ESERCIZIO SCRITTO 1
Trasforma in un elenco il paragrafo del brano che comincia con «Per Fabrizio Santin», mantenendone i dati principali.

BRANO
Di diverso avviso Michele De Michelis, responsabile investimenti di Frame Asset Management, secondo cui un portafoglio 60 +40 “guardando avanti, ha poco senso a meno che non si pensi che in momenti di crisi il Bund tedesco possa toccare il meno 2 o 3 % e il T bond americano il meno 1 %. Mentre nei momenti di crescita, complice la risalita dei tassi ad una situazione più normale, i prezzi delle obbligazioni sono destinati a scendere”. Per l’esperto di Frame Asset Management “anche se non succedesse nulla per i prossimi 10 anni, e quindi nel 2031 i tassi dovessero rimanere esattamente così, allo stato attuale l’investitore perderebbe soldi sulla parte obbligazionaria visto che i tassi reali (tasso nominativo meno l’inflazione) sono negativi. Viviamo infatti in una situazione in cui i tassi nominativi sono risaliti dai minimi del marzo 2020 (rispettivamente circa 1,6 % e meno 0,1 % per Usa e Germania) mentre l’inflazione media ha superato ampiamente il 2 % praticamente ovunque, portando quindi i tassi reali a dei livelli che non si vedevano dagli Anni ’70”. In questo contesto per De Michelis “gli unici governativi che presentano un tasso di interesse intorno al 3%, anche una volta coperto il rischio di cambio, sono quelli cinesi, che continuano a svolgere funzione di safe haven durante i ribassi improvvisi di mercato. Inoltre vista la correzione dell’economia dell’ex impero celeste in atto, non sono da escludere potenziali ribassi dei tassi di interesse”.
Per Fabrizio Santin, senior investment manager di Pictet Asset Management il portfolio si compone infine con il 30% in obbligazioni nominali o multiasset conservativi denominati in euro con duration entro i cinque anni, il 10% di bond indicizzati all’inflazione area euro, il 15% cash, il 5% in commodity (oro compreso), il 30% in azioni Usa, il 5% in azioni Ue e il 5% in azioni emergenti/Cina.
“La chiave è trovare aree del mercato obbligazionario che siano protette al meglio dalla pressione inflazionistica”, spiega Santin secondo cui “tale rifugio è rappresentato dal debito sovrano cinese. Oltre ad avere uno dei tassi di inflazione più bassi al mondo e godere della prospettiva di una politica monetaria più accomodante, la Cina offre attualmente dei rendimenti obbligazionari tra i più elevati al mondo, prossimi al 2,9%. Una valida alternativa per gli investitori che non intendono assumere rischi valutari sul portafoglio obbligazionario potrebbe essere quello di delegare una parte dell’allocazione di portafoglio a strumenti multi-asset conservativi in base euro che presentino rischi assimilabili all’investimento obbligazionario (con volatilità realizzata entro il 5%) e ritorni attesi compresi tra il 3 e i 4%”.

ESERCIZIO SCRITTO 2
Conta le righe dei record riportati sotto che contengono la stringa "volcanic", distinguendo tra maiuscole e minuscole. Scrivi soltanto il numero.

Righe di dati
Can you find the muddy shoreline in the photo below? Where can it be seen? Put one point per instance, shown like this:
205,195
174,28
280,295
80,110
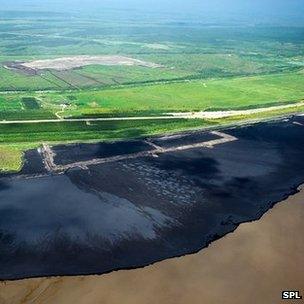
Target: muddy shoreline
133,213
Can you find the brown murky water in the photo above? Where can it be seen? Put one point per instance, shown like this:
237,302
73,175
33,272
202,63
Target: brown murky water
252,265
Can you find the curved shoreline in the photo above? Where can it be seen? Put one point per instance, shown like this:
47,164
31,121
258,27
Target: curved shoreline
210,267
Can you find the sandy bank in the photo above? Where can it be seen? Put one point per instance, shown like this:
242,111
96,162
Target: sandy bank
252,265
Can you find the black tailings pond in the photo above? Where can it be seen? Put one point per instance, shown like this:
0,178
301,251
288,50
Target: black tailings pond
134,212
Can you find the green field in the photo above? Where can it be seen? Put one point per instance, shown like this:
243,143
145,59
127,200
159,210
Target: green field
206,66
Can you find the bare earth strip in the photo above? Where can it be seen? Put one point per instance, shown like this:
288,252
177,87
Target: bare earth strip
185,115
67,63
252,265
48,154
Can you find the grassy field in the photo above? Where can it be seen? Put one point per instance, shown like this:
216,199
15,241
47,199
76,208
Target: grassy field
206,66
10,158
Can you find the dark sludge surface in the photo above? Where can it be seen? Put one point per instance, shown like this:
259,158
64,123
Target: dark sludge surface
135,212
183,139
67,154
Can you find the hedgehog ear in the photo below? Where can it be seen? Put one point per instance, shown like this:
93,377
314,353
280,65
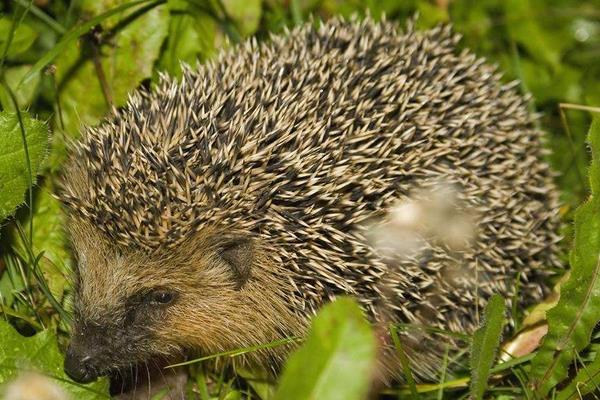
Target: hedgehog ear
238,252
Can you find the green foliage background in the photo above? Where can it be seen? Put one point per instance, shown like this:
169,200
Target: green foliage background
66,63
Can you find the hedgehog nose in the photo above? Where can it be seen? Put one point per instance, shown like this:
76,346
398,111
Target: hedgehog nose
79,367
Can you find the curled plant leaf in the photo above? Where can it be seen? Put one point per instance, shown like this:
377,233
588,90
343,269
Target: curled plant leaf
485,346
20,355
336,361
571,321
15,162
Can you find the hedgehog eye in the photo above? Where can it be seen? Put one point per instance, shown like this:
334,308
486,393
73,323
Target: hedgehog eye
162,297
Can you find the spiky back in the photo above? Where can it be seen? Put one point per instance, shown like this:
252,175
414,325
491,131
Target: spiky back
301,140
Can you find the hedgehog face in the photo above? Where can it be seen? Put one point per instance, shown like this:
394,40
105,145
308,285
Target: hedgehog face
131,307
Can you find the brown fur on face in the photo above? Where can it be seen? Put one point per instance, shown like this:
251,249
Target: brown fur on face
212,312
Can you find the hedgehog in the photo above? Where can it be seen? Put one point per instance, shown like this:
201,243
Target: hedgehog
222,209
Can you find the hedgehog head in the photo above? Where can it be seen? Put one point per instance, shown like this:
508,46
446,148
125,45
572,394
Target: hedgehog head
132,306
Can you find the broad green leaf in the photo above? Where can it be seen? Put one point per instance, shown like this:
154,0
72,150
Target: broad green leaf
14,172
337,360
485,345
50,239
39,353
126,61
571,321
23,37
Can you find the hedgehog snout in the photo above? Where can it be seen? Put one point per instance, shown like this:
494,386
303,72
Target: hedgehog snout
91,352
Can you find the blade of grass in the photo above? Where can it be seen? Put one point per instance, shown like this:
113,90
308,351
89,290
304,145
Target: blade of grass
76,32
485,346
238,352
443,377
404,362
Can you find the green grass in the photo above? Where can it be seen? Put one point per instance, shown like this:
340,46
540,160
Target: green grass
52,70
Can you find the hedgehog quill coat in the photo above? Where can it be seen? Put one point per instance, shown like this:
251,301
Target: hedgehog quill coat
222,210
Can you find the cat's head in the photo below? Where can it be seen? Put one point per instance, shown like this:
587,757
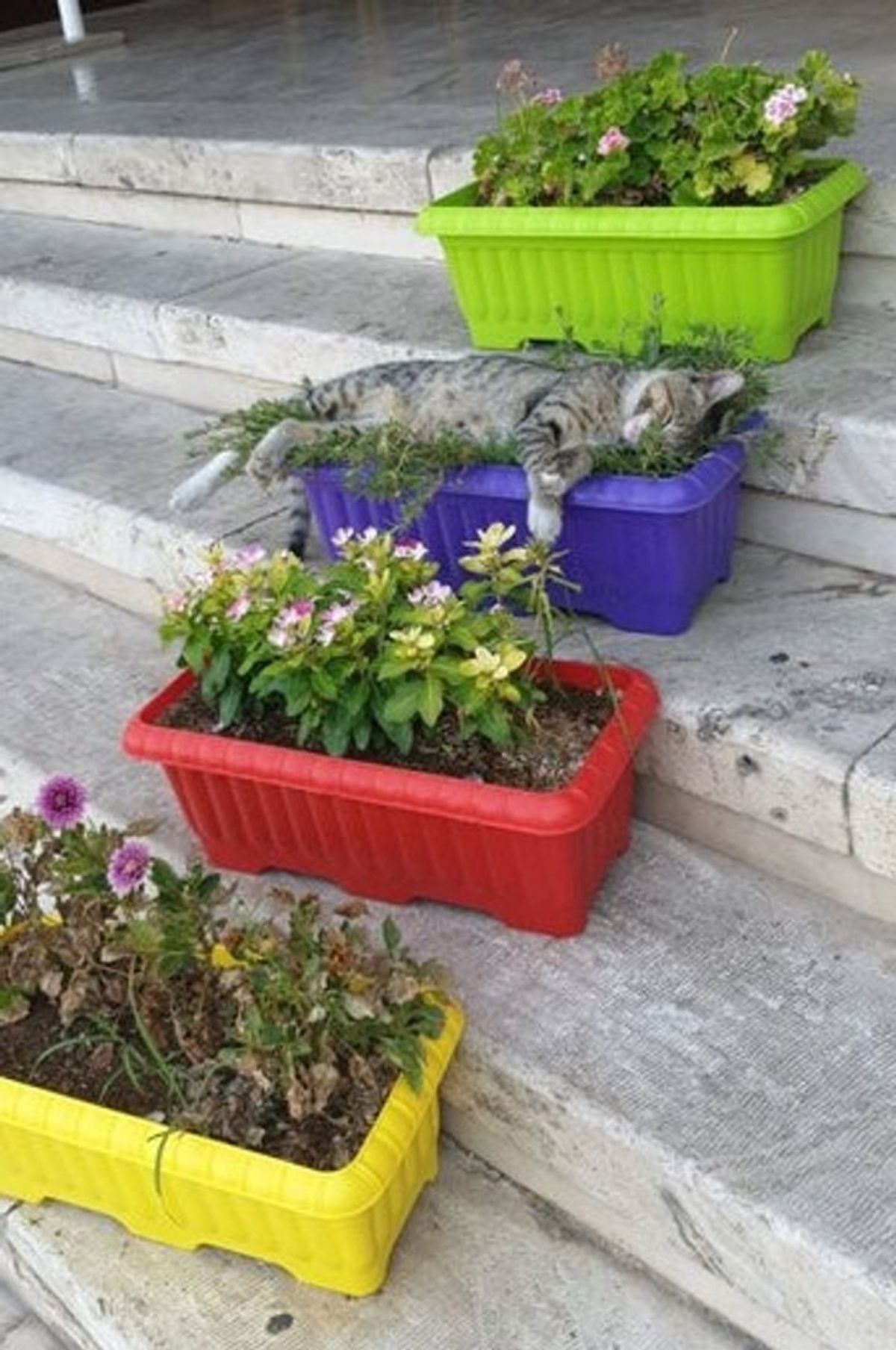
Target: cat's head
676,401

==

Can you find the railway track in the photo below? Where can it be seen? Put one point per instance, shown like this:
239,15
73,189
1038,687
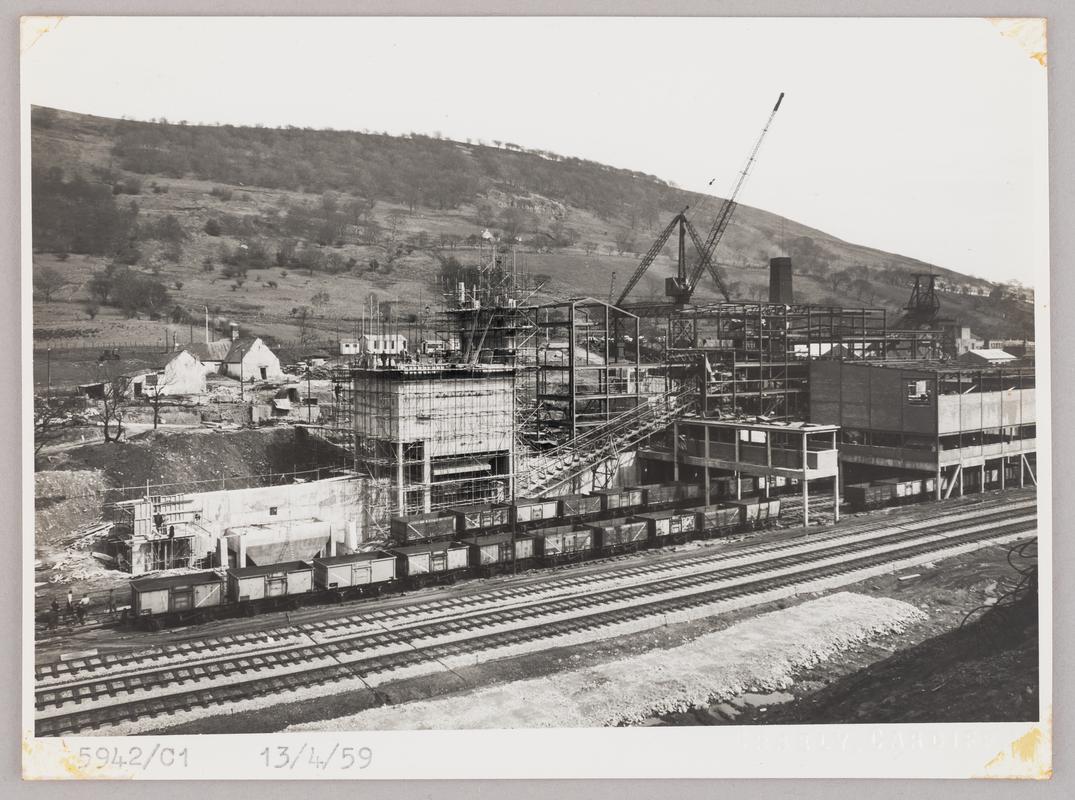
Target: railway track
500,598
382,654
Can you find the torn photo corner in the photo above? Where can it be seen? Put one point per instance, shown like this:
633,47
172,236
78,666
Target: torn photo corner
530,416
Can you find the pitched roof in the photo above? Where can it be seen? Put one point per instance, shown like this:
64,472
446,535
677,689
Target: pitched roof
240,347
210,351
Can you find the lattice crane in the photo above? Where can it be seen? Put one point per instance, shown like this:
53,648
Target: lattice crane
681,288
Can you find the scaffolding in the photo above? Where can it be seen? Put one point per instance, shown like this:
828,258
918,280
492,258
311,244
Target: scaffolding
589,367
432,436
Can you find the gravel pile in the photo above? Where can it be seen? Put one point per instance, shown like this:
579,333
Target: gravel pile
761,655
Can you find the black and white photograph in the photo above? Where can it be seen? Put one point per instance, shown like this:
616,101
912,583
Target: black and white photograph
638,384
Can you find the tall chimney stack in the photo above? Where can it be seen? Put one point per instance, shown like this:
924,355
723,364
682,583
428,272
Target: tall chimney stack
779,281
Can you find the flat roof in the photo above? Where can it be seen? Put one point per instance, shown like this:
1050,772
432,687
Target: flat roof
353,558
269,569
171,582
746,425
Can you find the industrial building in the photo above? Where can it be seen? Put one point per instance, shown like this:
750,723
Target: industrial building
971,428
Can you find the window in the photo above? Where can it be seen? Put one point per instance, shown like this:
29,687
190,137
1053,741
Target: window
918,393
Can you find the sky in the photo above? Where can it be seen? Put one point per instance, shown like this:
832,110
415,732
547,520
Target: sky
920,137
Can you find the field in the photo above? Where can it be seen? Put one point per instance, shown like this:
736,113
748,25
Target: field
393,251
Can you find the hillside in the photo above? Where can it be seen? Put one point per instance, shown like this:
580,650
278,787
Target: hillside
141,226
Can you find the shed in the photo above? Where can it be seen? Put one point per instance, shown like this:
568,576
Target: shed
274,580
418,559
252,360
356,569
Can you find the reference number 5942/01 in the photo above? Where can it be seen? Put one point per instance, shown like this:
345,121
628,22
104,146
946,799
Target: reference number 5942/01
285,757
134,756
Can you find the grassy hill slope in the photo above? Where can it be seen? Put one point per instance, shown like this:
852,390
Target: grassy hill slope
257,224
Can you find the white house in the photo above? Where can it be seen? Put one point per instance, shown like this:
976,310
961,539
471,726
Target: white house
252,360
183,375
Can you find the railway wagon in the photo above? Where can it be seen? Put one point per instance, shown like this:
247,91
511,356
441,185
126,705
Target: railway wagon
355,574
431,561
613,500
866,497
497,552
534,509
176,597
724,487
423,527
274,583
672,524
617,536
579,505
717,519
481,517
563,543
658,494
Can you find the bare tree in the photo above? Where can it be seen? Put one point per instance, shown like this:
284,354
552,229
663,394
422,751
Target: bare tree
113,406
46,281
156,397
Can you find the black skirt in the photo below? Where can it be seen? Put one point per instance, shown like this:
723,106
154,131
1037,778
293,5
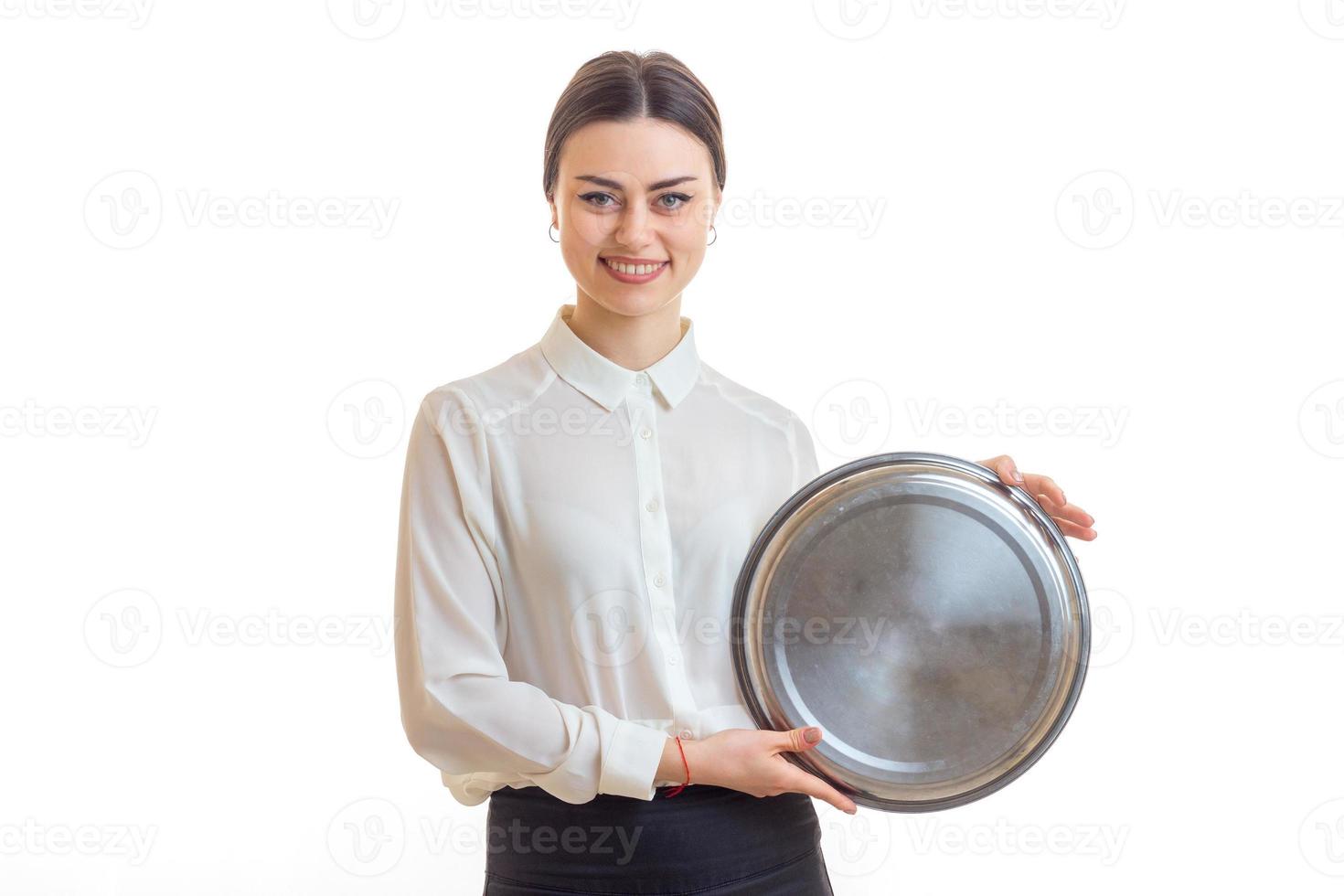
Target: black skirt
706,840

==

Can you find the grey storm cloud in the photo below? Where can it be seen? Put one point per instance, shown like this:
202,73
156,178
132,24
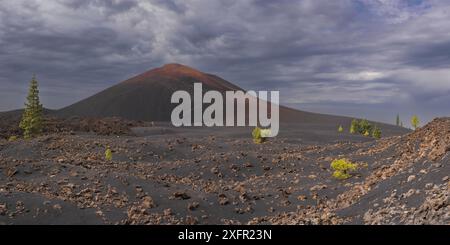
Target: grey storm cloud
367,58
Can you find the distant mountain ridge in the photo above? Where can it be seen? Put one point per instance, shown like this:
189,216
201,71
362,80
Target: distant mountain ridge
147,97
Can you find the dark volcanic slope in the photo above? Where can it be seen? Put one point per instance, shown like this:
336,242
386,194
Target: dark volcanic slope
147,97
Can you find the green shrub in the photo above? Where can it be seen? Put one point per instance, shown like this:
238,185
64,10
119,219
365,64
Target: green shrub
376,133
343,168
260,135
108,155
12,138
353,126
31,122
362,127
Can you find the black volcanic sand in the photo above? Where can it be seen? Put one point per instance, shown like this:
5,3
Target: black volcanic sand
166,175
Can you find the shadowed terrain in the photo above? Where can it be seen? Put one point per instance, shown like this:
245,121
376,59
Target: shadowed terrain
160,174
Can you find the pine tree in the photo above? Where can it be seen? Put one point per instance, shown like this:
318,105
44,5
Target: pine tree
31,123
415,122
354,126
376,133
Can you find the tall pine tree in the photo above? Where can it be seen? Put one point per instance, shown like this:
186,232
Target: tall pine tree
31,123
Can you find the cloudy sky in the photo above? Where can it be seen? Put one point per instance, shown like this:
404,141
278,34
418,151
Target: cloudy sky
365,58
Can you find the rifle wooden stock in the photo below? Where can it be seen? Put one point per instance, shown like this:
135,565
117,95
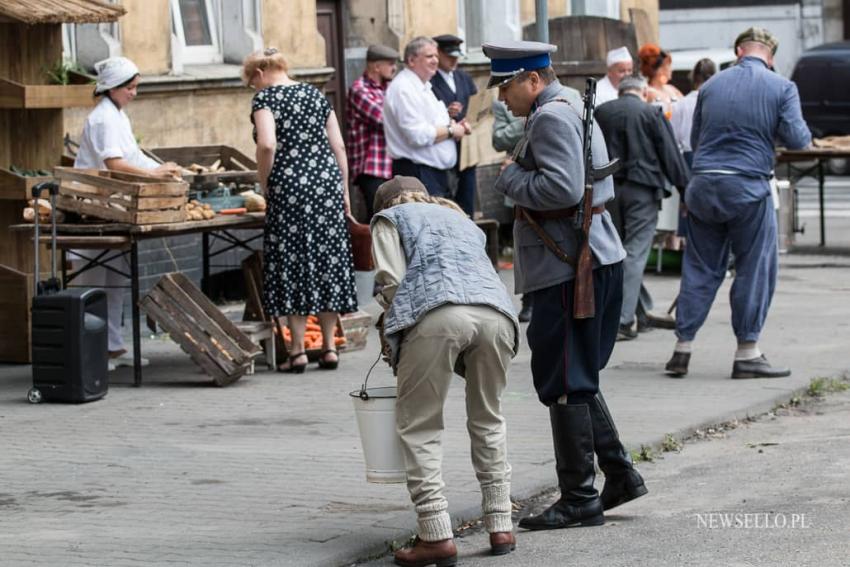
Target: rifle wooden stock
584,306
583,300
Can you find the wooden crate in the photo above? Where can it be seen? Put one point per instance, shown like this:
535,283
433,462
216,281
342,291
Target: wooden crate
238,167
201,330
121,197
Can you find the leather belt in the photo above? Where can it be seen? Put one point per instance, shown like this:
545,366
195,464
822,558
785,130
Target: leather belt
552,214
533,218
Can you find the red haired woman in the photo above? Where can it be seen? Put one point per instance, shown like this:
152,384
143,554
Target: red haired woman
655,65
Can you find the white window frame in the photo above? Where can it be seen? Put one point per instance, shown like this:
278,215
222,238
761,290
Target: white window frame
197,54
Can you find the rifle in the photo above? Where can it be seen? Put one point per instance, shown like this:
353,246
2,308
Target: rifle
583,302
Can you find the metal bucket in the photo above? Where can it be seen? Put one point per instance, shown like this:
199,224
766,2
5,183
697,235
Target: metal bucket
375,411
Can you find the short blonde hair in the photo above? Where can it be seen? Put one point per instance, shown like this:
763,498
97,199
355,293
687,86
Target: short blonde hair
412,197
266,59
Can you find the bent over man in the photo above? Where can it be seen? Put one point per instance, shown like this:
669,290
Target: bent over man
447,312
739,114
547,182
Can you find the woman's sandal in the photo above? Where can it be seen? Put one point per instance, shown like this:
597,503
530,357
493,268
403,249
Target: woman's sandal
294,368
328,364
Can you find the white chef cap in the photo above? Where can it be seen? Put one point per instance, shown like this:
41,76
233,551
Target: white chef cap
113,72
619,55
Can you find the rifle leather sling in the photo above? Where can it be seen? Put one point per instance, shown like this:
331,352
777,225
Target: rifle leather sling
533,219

SOLUZIONE 1
Portafoglio proposto da Fabrizio Santin, senior investment manager di Pictet Asset Management:
- 30% in obbligazioni nominali o multiasset conservativi denominati in euro, con duration entro i cinque anni
- 10% in bond indicizzati all'inflazione dell'area euro
- 15% in cash
- 5% in commodity, oro compreso
- 30% in azioni Usa
- 5% in azioni Ue
- 5% in azioni emergenti/Cina

SOLUZIONE 2
4